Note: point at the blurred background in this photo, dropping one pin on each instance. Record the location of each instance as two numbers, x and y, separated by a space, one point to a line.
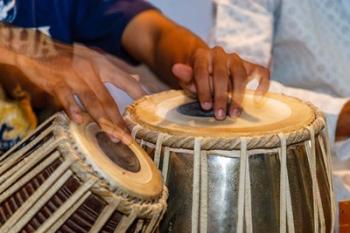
195 14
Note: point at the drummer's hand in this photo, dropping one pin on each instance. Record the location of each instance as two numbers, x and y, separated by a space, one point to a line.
81 72
215 76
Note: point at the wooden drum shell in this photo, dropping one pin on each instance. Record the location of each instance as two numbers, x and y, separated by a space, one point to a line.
46 186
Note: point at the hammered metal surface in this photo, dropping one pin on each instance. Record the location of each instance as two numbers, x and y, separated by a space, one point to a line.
223 181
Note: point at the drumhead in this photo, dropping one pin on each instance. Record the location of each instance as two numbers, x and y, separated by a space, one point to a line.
170 112
126 168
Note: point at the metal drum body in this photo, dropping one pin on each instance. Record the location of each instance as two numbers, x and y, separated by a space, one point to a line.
259 182
59 180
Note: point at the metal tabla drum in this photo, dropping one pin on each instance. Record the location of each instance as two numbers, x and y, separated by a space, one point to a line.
70 178
266 171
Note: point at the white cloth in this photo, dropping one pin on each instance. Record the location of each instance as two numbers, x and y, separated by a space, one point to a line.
307 44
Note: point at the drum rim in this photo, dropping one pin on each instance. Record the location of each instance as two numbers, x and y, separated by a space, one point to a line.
150 133
72 147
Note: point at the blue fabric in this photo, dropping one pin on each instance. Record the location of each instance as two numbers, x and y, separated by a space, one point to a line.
96 23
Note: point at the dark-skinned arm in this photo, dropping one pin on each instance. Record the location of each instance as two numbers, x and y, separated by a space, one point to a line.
174 52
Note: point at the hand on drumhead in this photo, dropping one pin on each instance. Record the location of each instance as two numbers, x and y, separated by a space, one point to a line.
219 80
75 72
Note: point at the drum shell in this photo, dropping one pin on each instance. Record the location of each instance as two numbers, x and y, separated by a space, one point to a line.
49 155
223 187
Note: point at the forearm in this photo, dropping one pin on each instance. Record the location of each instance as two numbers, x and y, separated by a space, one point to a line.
176 45
159 43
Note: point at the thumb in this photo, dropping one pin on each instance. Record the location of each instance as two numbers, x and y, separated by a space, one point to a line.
182 72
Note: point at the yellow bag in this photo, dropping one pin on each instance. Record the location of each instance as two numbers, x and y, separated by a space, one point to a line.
16 119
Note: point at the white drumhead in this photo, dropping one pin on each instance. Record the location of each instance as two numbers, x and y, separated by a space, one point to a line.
277 114
128 168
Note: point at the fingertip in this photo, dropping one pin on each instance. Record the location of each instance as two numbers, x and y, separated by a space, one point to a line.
220 114
235 112
182 72
76 115
207 105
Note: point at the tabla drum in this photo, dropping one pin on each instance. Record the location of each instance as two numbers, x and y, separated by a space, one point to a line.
267 171
70 178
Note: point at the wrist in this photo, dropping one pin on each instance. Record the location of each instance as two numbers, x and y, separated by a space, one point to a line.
343 123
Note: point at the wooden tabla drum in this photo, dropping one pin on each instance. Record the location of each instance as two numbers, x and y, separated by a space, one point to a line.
267 171
69 178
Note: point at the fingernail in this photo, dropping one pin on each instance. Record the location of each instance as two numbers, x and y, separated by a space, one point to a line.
235 112
207 105
220 114
114 139
77 118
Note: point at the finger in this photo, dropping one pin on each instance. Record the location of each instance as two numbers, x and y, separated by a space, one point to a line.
220 81
115 131
109 72
105 100
182 72
66 99
201 68
239 81
264 82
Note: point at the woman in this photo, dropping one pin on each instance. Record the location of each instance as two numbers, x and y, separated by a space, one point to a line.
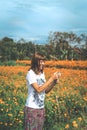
37 87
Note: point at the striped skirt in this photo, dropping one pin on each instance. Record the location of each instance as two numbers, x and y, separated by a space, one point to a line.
33 118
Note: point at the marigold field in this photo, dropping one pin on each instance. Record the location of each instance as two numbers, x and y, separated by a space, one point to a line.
66 104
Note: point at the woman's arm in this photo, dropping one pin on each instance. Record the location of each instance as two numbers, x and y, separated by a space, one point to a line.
51 86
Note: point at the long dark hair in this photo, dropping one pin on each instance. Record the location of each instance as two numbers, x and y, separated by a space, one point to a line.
35 62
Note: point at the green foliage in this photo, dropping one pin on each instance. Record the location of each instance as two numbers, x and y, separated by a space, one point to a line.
61 45
8 63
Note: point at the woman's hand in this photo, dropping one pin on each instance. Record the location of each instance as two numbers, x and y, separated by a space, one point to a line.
56 75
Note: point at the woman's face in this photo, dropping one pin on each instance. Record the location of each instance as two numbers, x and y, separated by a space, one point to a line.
42 63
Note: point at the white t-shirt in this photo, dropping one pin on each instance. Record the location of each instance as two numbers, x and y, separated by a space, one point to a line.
35 99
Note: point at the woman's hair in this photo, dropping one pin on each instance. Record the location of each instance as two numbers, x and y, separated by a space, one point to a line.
35 62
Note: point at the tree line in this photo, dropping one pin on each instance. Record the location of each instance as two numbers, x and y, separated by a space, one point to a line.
60 46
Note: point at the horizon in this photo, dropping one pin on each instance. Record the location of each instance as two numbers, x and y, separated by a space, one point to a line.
33 20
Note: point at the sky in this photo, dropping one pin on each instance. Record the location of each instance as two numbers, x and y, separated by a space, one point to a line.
35 19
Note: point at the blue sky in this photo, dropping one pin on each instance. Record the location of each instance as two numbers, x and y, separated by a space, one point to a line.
33 19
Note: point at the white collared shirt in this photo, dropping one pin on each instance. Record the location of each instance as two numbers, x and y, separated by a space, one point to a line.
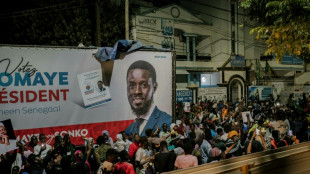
145 118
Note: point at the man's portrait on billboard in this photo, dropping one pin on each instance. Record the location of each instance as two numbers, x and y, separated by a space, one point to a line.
141 87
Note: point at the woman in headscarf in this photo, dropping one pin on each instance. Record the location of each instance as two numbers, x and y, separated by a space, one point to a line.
81 165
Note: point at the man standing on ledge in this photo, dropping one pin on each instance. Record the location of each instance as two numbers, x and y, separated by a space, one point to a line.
141 86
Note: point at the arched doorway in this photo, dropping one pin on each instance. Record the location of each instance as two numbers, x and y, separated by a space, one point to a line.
236 88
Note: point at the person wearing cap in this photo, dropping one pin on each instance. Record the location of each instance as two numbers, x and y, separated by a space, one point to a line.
43 148
165 132
109 140
6 144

-*-*-

[Your instructions] Each line of the records above must be repeated exactly, but no picture belongs in the copy.

[Solution to the problem]
Note: point at the blurred background in this photo, dropping one pin on each instance. Record the location of each instance as two numbers, x and y, separated by a space, one point to a line.
195 14
Note: point at the drummer's hand in this photo, dropping one pin on each instance. Record the location of each instance as two numbers, x and y, separated by a space, one point to a line.
81 72
215 76
Note: point at the wooden drum shell in this photo, dropping one pin on each instance. Record the location of each instance as two numbers, x and y, separated by a space, one point to a line.
46 186
Note: point at the hammered metal surface in this photo, dropping one pin on each instance. Record the location of each instance as two numbers, x and y, separated by a space, one point to a line.
223 181
Note: point at the drumhead in this photo, dropping one pin on each instance. Record the location of each instance as two numbers, x and y, separated by a space, one point to a line.
170 112
126 168
Note: point at the metal drum body in this photo, dropping one pin on each instance. Record the location of each instance as two numbers, x and y, separated by a space, one point to a line.
259 182
59 180
Note: point at the metal tabla drum in this photo, dropping one pin on each instance. Record the location of each instance as two numbers, x and y, separated by a space, one point to a line.
70 178
266 171
Note: point at the white cloth in this photo, dropping one pin on each instance. Record the location of each instance as two numbers, x and y, separated by a space, one point to a line.
307 44
Note: point at the drum rim in this photo, dropping one pin on each instance. Record the location of each instance as two numbers, x and y, separated by a space, one point to a line.
150 133
72 147
Note: point at the blue fabric in this photo, dropping one pin on each instance. Record the location of each instance as two numbers, x and y, separated by a space, one point to a line.
96 23
Note: point at the dark-skinned arm in this photo, dropping one pin on each instance. Record the location of each instance as two numbers, x and y, separated by a space, one point to a line.
174 52
Note: point at the hand on drumhead in this photo, dropping one pin on each instance. Record the location of each instance as two numbers, x and y, separated by a space, one point to a line.
219 80
75 72
Note: point at the drum shell in this photo, dropping one pin on each instance. Record the location of each instance as two numbers, x and y, separated by a space, one point to a line.
49 155
223 187
Note: point at the forearm in this photo, dropping one pin on each instance. Record the location of each instance as two numbers, x and y, separated by a space, one point to a line.
176 45
159 43
Note: point at the thumb in this photo, dropping one pin on each instance. Record the location of each instance as two numbers, x and y, separated by a space, one point to a line.
182 72
Note: point at the yellow bag in this photo, dropping one pin on each instance. Record the location of each instance as two numbers, x and y, separated by a space, one point to a line.
16 119
Note: point at the white drumhead in this photo, dropping one pin on each instance. Record the location of each instance as two numbers, x and y, separated by a space, one point to a line.
277 114
128 168
Note: point at the fingertip in this photo, dropping one pin on each instance. Record the location of each instance as two numbers, x and y, separated by a space, one point to a line.
220 114
235 112
182 72
76 115
207 105
Note: point at the tabla drum in this photo, dropping one pin on each instance. Record the location of each instance as two numbers, x and y, separated by a space, one point to a line.
267 171
70 178
Note: point at the wrist in this photo, dropping one pin on each instance. Record the location of each instance as two numbers, x and y, separated by a space, one point to a line.
343 123
Note: point at the wooden tabla drum in this photo, dropping one pin on each instance. Record the location of each instance as two numbers, x and y, separated by a space, one point to a line.
267 171
69 178
Note: point at the fingernail in this photo, dropping one pin on each instance. Record the location of each instance as two numbers, x and y, separated by a space, one point to a line.
235 112
207 105
220 114
114 139
77 118
Note: point at the finger in this photo, dropping one pin on each instance. Record the location of each instance as two numbers, x and y, separated by a space, one point to a line.
220 81
115 131
109 72
105 100
182 72
66 99
201 68
239 81
264 82
Note: point at the woman in this photo, dropping one pin on each instance. Record the location of each instance as two numbers, x and y, separated by a space, one point to a line.
37 87
Note: point at the striped skirt in this photo, dropping one pin on each instance. Record the location of each instance as two numbers, x and y, separated by a space, one point to a line.
33 118
Note: point at the marigold field in this photo, dropping one pin on each instance. Record the location of each instance as two numbers, x and y, separated by a space, one point to a line.
66 104
Note: point at the woman's arm in this photo, dropping one pin on each instance. Record the location of each instance as two numbers, x and y, separated by a space, one point to a line.
51 86
Note: point at the long dark hair in this photo, dropping one pin on each instance. Record the location of each instance as two numbers, x and y, separated by a space, one point to a line.
35 62
Note: point at the green foliage in this photo, dropping one pin on each instance. Record the location of each instance as two numbers, x and y, separated by a space, one point to a line.
61 45
8 63
Note: point at the woman's hand in this photo, dropping one pin on each instance. Record the location of each instance as two numbers, x and y, separated by a space, one point to a line.
56 75
Note: point at the woman's face in this photo, dropping one pin on each instance. Record the location of each instance as two numbers, x and y, separated by a space, one point to a line.
42 63
Note: point at the white t-shirt in this photo, dropping one pin on each instance. Record the location of each instance as two numbers, x and y, separated by a space, one point to a line.
35 99
Note: point at the woman's hair in this photo, dropping one pin on each instance. Record the location of each instance as two numbers, x and y, separated by a space, one point to a line.
35 62
Note: point at the tree line in this photo, dropping one pin on each instance. Record the location of each instance as two numbers, x and y, separated by a space, one point to a line.
60 46
Note: point at the horizon in this photo, dropping one pin on each instance. Record the location of each instance as two numbers, x and y, separated by a space, one point to a line.
33 20
Note: point at the sky in this photo, dropping one pin on each instance. Record the location of each instance as two numbers, x and y, separated by a space, one point to a line.
35 19
Note: point at the blue sky in this photo, dropping one pin on each instance. Record the location of each instance as two numbers, x and y, separated by a space, one point to a line.
33 19
Note: point at the white collared shirt in this photo, dropping one pin on each instance. Record the location of each instance as two numbers, x and y, separated by a space, one point to a line.
145 118
Note: point at the man's portrait on billboard in this photo, dropping one pin on each instance. Record the location of each instance as two numbers, x and y, separated by a space, one point to a line.
141 87
Note: point at the woman in headscarf in this photo, dropping one pin on each instance. Record the location of each instance as two numbers, x and y, separated by a space, one point to a line.
81 165
Note: point at the man standing on ledge in this photo, dropping one pin on each instance. Record the location of each instance as two numbers, x and y, separated by a space, one point to a line.
141 86
Note: point at the arched doorway in this photo, dropping one pin on each instance. Record the location of each instance as two numbers, x and y, separated by a space, one point to a line.
236 88
Note: point at the person wearing cap in this photo, dropping one pin on each instance. Record the location of each instance as two numbers, x and y, separated by a space, one point to a line.
43 148
165 132
109 140
6 144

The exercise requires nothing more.